• [Exercise text]:
Objectives: This study examined whether difficulties in recognition observed in young children with ASD are limited to faces or whether they reflect a global impairment of recognizing novel stimuli, including those void of social information.
Methods: Fifteen toddlers with ASD (age:M=41.5m,SD=14) and fifteen typically developing (TD) controls (age:M=38.2m,SD=7) were included in this study. All children underwent cognitive and diagnostic testing to confirm appropriate group placement. Each child was tested in a Visual Paired Comparison (VPC) paradigm, an approach used for studying visual stimulus processing that assumes an individual will fixate longer on a novel stimulus than on a paired familiar stimulus. This novelty preference (NP) is operationalized as successful processing and recognition, and is calculated as the ratio of looking time at the novel stimulus to looking time at both the novel and familiar stimulus. Every child was shown twelve VPC trials split into two conditions: Objects and Faces. Each trial included a recognition and a familiarization phase. During familiarization, a photograph of either an object or face was presented on the screen. A gray screen then appeared for five seconds followed by the recognition phase where the familiar image was displayed next to a comparable, novel image. Visual responses were recorded using an eye tracker.

• [Material supplied]:
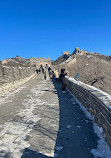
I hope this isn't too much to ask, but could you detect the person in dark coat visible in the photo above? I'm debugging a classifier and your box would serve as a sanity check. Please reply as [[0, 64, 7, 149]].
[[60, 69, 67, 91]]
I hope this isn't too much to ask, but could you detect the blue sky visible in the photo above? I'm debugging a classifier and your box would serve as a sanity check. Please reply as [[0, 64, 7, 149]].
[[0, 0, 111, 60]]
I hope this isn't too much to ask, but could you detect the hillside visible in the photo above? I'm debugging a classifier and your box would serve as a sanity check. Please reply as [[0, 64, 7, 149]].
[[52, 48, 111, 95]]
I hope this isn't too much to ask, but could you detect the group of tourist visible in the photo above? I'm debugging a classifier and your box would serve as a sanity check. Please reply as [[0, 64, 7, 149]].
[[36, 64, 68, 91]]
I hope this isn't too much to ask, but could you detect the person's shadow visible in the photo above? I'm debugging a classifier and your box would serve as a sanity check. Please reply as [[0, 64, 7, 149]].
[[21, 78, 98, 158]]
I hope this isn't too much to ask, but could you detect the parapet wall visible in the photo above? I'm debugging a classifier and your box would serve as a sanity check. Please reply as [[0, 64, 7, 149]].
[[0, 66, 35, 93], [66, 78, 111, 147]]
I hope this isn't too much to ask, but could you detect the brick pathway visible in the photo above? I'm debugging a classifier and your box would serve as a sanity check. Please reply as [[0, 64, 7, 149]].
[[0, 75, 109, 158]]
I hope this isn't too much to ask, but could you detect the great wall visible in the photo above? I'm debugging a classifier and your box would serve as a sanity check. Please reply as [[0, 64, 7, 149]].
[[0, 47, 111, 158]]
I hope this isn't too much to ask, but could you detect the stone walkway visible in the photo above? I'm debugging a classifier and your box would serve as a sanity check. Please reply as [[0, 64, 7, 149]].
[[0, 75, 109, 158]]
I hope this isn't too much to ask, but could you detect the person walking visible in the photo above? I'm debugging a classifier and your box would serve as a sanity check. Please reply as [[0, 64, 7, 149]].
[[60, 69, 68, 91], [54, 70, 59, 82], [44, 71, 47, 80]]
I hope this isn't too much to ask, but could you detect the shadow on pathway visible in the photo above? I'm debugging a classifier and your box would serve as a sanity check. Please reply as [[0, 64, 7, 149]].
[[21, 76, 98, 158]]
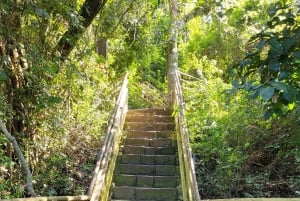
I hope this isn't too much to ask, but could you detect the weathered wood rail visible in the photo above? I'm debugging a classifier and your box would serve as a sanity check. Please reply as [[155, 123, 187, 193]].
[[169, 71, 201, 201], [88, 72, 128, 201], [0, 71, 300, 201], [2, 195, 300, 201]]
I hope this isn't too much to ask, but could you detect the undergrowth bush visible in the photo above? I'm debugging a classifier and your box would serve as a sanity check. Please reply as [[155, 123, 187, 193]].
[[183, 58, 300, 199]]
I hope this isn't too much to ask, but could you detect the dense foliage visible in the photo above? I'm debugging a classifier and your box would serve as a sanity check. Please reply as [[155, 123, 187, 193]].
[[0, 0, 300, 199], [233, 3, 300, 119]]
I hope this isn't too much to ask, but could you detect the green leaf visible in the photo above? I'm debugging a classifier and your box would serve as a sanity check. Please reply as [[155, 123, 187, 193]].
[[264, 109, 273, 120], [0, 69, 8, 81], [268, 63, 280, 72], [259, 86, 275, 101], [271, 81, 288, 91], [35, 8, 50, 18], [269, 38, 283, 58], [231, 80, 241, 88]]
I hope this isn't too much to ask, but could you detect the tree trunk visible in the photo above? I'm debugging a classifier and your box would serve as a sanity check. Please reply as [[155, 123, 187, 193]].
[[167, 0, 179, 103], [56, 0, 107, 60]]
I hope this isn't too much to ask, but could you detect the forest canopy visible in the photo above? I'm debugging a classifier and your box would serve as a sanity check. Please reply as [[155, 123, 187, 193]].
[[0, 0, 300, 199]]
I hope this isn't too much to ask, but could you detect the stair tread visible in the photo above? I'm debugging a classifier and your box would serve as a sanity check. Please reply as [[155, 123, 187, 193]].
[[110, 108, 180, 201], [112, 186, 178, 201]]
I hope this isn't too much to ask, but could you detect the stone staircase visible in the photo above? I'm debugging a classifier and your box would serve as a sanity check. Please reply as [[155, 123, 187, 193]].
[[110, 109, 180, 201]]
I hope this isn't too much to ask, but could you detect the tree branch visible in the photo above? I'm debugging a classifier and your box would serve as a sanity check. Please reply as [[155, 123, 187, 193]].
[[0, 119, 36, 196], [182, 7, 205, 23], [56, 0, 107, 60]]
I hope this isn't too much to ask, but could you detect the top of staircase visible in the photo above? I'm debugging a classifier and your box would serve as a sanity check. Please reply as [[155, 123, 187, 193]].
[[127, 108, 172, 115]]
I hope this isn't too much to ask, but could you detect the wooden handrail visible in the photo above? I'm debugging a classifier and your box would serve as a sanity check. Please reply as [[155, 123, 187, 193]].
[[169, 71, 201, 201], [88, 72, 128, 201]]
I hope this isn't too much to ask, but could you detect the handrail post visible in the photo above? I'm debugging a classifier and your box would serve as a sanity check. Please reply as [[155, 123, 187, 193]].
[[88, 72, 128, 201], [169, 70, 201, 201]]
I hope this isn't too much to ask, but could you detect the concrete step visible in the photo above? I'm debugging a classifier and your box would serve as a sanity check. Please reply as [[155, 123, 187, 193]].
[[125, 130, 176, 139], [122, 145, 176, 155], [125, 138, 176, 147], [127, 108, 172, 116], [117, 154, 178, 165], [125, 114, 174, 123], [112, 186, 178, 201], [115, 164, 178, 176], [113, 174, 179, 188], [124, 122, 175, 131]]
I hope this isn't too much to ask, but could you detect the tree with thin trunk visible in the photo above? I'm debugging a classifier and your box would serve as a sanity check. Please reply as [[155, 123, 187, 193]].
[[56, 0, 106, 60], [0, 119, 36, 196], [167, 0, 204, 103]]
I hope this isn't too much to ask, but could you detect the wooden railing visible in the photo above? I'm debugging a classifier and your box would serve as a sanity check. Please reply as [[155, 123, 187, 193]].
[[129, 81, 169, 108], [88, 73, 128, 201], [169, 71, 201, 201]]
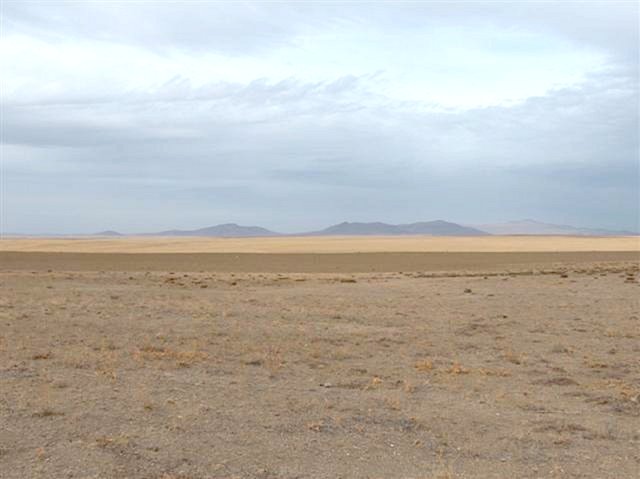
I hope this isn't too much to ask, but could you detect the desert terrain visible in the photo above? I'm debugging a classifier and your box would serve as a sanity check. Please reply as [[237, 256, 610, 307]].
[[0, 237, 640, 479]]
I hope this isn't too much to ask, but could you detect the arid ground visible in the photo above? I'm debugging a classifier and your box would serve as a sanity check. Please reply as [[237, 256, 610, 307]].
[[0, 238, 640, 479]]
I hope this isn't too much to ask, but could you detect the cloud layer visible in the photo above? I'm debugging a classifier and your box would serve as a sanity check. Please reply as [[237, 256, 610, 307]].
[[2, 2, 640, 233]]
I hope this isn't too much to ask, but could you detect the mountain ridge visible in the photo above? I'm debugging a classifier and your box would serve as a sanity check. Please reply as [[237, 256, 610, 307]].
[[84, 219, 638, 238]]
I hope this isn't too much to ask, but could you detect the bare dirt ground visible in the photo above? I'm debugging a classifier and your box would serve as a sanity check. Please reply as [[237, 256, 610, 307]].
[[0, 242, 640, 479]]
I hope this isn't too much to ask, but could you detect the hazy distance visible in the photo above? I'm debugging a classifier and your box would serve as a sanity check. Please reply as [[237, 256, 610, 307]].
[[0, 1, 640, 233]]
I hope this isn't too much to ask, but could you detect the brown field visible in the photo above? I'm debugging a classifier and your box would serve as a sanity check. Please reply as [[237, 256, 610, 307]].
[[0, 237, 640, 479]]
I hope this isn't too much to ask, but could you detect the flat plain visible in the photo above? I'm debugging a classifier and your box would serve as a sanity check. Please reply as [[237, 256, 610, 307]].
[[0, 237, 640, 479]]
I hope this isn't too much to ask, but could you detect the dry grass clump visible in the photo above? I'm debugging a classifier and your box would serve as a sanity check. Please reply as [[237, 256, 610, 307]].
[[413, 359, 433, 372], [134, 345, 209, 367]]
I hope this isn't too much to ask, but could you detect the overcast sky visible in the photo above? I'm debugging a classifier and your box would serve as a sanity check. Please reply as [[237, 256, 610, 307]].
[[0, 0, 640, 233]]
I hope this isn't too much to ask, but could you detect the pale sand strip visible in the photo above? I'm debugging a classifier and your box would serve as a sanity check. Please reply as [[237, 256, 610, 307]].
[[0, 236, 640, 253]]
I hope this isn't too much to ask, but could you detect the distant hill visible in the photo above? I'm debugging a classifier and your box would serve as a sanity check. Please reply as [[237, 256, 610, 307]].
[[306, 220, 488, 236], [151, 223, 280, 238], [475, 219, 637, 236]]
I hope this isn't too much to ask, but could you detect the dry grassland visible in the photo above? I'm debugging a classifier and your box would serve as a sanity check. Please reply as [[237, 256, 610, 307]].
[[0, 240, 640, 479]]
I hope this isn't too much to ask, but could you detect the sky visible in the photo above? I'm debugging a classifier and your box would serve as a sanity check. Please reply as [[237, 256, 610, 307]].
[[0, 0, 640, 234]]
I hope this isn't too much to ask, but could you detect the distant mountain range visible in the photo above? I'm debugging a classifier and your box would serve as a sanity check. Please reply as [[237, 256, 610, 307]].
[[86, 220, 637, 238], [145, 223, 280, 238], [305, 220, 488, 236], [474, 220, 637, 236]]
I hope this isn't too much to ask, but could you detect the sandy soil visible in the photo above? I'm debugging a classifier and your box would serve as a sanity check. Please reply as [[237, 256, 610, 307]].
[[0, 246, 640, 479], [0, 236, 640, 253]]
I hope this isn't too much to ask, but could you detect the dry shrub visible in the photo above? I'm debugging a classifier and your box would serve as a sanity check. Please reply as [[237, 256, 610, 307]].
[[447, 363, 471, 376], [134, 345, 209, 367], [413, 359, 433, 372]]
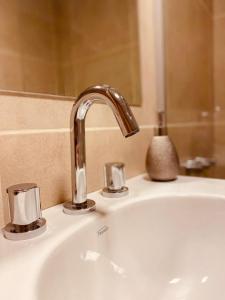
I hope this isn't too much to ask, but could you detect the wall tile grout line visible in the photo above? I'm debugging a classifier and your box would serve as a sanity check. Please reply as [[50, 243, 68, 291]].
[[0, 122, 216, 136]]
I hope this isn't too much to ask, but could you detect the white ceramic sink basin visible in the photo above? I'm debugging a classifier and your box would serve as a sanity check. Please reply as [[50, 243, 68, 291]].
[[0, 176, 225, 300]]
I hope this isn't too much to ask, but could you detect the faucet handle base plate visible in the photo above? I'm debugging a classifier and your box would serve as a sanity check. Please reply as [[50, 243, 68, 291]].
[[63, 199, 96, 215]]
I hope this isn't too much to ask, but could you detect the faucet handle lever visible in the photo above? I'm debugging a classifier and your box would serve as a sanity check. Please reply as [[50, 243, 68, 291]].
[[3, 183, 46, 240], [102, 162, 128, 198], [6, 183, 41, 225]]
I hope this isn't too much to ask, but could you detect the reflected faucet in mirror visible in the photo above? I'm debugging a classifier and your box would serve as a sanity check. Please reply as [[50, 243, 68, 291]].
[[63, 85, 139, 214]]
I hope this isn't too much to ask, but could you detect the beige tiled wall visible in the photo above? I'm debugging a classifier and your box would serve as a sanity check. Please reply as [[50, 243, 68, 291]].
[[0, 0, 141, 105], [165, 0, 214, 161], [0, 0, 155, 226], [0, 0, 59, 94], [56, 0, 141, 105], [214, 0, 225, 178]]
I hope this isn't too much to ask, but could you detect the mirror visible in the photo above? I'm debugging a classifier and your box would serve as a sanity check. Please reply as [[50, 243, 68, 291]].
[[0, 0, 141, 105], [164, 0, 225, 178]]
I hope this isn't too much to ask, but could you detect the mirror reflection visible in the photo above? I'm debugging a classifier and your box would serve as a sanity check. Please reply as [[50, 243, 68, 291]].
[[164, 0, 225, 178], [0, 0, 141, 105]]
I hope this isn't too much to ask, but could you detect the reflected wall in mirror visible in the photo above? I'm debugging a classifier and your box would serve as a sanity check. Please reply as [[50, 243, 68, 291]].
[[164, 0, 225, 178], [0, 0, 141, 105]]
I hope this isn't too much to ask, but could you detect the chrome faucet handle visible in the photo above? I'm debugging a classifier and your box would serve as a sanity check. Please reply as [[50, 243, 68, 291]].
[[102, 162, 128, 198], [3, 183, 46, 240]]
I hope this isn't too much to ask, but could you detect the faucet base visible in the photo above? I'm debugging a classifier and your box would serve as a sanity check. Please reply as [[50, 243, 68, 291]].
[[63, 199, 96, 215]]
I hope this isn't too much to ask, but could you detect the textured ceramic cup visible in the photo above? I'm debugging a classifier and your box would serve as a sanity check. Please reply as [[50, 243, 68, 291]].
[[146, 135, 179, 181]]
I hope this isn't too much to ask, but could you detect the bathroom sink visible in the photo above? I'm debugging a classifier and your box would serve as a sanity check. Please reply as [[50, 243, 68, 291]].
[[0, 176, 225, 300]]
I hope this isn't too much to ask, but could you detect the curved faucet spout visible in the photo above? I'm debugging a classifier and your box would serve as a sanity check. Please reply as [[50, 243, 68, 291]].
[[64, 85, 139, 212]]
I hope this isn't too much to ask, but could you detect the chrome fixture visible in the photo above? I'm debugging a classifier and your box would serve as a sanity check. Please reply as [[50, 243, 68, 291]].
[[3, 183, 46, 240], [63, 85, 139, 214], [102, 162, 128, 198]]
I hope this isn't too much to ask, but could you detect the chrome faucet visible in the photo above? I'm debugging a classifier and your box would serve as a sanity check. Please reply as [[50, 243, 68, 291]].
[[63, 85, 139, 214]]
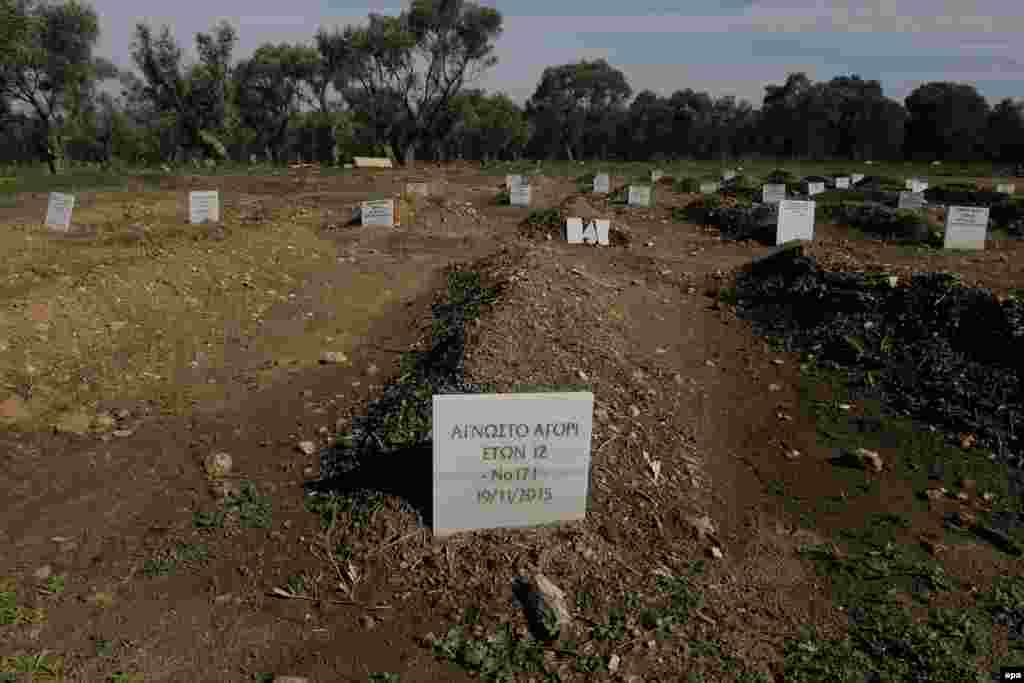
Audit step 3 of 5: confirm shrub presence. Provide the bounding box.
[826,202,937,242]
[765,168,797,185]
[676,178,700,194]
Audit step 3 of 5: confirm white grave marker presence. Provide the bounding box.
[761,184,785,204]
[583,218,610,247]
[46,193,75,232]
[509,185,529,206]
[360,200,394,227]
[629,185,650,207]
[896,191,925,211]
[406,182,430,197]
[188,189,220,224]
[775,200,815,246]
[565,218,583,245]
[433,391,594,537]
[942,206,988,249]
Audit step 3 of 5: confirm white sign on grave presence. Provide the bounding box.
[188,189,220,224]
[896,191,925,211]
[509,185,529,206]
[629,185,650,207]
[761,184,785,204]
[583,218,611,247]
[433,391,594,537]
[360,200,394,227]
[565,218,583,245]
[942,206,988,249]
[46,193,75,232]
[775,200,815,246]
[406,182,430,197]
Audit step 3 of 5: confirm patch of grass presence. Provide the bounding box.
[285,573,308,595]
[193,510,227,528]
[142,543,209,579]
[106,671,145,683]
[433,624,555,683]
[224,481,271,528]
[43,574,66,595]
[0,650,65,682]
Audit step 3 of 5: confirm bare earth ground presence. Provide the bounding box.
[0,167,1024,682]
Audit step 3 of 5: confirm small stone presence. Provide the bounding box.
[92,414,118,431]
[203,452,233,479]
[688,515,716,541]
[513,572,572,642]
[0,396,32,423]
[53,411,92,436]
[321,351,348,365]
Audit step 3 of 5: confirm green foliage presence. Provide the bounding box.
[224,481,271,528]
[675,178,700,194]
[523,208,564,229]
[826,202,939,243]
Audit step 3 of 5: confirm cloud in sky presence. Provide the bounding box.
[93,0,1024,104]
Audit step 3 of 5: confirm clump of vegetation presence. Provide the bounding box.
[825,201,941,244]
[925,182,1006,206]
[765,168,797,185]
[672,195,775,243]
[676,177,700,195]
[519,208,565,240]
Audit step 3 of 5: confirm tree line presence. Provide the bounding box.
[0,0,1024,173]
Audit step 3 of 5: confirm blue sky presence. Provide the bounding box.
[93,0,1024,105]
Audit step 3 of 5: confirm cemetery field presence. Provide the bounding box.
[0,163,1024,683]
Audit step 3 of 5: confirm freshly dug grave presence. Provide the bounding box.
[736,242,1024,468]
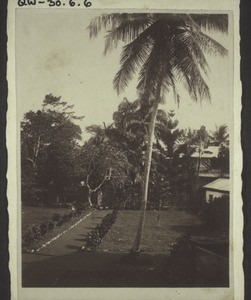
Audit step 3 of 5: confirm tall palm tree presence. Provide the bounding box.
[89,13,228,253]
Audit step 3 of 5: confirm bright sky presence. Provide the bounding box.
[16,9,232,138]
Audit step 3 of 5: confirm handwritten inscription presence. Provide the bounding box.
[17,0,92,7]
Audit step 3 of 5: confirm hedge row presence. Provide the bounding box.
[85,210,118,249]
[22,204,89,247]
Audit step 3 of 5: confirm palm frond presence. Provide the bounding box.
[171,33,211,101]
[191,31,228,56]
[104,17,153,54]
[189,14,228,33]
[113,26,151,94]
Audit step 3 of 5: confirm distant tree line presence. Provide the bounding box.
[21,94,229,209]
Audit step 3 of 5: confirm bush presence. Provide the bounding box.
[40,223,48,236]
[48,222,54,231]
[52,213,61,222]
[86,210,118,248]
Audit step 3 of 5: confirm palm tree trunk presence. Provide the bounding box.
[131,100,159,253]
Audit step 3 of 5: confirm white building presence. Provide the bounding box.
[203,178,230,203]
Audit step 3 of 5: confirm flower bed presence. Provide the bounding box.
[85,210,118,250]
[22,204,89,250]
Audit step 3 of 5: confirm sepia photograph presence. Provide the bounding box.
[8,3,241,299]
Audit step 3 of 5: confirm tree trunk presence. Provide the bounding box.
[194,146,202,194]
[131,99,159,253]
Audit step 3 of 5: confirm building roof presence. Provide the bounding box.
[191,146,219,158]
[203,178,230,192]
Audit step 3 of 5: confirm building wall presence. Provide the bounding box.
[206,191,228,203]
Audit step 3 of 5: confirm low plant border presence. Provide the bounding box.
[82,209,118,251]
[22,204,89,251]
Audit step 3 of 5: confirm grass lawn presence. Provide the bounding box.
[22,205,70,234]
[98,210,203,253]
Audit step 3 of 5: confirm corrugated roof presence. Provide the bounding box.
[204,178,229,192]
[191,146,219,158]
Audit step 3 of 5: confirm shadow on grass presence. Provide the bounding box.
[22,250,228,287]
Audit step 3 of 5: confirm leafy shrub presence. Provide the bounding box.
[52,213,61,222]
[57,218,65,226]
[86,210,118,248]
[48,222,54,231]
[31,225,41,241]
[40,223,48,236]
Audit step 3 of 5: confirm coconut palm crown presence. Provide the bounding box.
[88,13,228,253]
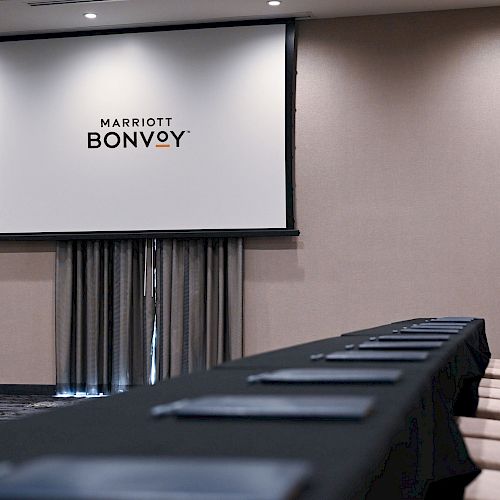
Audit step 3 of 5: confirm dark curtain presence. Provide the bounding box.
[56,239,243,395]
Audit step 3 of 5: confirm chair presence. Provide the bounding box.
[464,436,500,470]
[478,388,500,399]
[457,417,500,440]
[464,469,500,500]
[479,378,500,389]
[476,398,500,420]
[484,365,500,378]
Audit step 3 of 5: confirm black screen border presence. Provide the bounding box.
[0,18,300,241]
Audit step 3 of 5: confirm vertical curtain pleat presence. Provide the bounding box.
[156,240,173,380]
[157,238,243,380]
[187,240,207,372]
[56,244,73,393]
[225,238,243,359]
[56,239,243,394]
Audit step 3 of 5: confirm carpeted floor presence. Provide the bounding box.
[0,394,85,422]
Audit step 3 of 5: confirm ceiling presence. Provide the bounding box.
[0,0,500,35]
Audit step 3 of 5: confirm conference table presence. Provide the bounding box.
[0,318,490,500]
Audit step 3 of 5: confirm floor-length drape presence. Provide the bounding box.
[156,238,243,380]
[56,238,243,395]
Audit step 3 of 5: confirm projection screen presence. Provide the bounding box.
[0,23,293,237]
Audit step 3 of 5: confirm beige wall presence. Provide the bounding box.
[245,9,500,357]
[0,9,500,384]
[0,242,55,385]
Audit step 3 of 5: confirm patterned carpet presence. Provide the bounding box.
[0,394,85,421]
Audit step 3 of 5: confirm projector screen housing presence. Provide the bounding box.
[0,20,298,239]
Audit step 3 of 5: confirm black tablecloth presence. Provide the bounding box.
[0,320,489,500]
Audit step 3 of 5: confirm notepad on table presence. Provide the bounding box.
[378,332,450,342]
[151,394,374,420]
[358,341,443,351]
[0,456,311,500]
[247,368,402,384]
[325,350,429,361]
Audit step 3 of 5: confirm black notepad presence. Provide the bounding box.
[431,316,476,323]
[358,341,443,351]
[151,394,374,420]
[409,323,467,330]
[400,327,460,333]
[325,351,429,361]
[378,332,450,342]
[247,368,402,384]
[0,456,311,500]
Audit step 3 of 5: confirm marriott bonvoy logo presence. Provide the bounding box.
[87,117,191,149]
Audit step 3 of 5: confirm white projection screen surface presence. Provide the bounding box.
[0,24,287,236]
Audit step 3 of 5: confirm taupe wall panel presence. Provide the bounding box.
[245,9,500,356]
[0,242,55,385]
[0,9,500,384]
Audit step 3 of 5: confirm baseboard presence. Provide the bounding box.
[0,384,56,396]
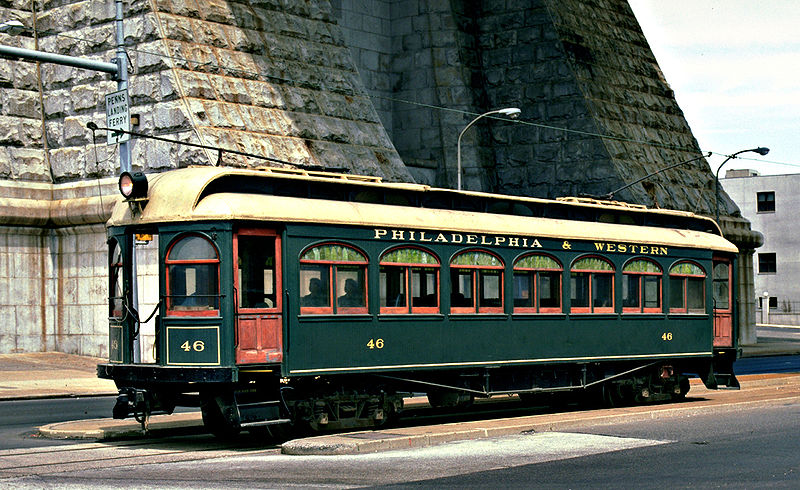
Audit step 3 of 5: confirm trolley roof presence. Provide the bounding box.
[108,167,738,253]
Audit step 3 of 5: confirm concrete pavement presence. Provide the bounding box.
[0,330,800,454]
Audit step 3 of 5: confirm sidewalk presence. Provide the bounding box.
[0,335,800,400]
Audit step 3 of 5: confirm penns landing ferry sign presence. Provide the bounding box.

• [Tasks for this exercise]:
a – According to the study abstract, why did every child undergo cognitive and diagnostic testing? Answer in one to three sentences.
b – In the study abstract, swap "novel stimuli" for "unfamiliar stimuli" and write out the passage from "Objectives: This study" to "of social information.".
c – Extend the study abstract on face and object recognition in toddlers with ASD past the point where it stops.
None of the lines are needed for this work.

• [List of answers]:
a – All children underwent cognitive and diagnostic testing to confirm that each had been placed in the appropriate group.

b –
Objectives: This study examined whether difficulties in recognition observed in young children with ASD are limited to faces or whether they reflect a global impairment of recognizing unfamiliar stimuli, including those void of social information.

c –
Results: Duration of looking at the stimulus during familiarization did not differ between groups. In the Objects condition, there was no significant difference in the NP between the ASD and TD groups, and both had a NP significantly above chance, suggesting that both groups successfully encoded and recognized the objects (ASD:M=.56(.11),t(14)=2.26,p<.05; TD:M=.58(.09),t(14)=3.56,p<.01). However in the Face condition, a significant difference emerged in the NP between groups (ASD:M=.52(.11); TD:M=.59(.07),p<.05). The TD group had a NP that was significantly above chance (t(14)=4.85,p<.001), while the ASD group showed no preference for the familiar or novel face (t(14)=.619).
Conclusions: Results of the study indicate that in young children with ASD, visual recognition deficits in faces do not extend to objects. Both groups demonstrated a preference for the novel objects, implying that children with autism are not impaired in encoding and recognizing a complex but nonsocial stimulus. However when viewing faces, children with ASD showed no novelty preference, as compared to their TD peers who were able to recognize the familiar face. Although children with autism spend as much time looking at a face as TD children they are not encoding and processing in the same manner, which could have implications for development of social interaction skills.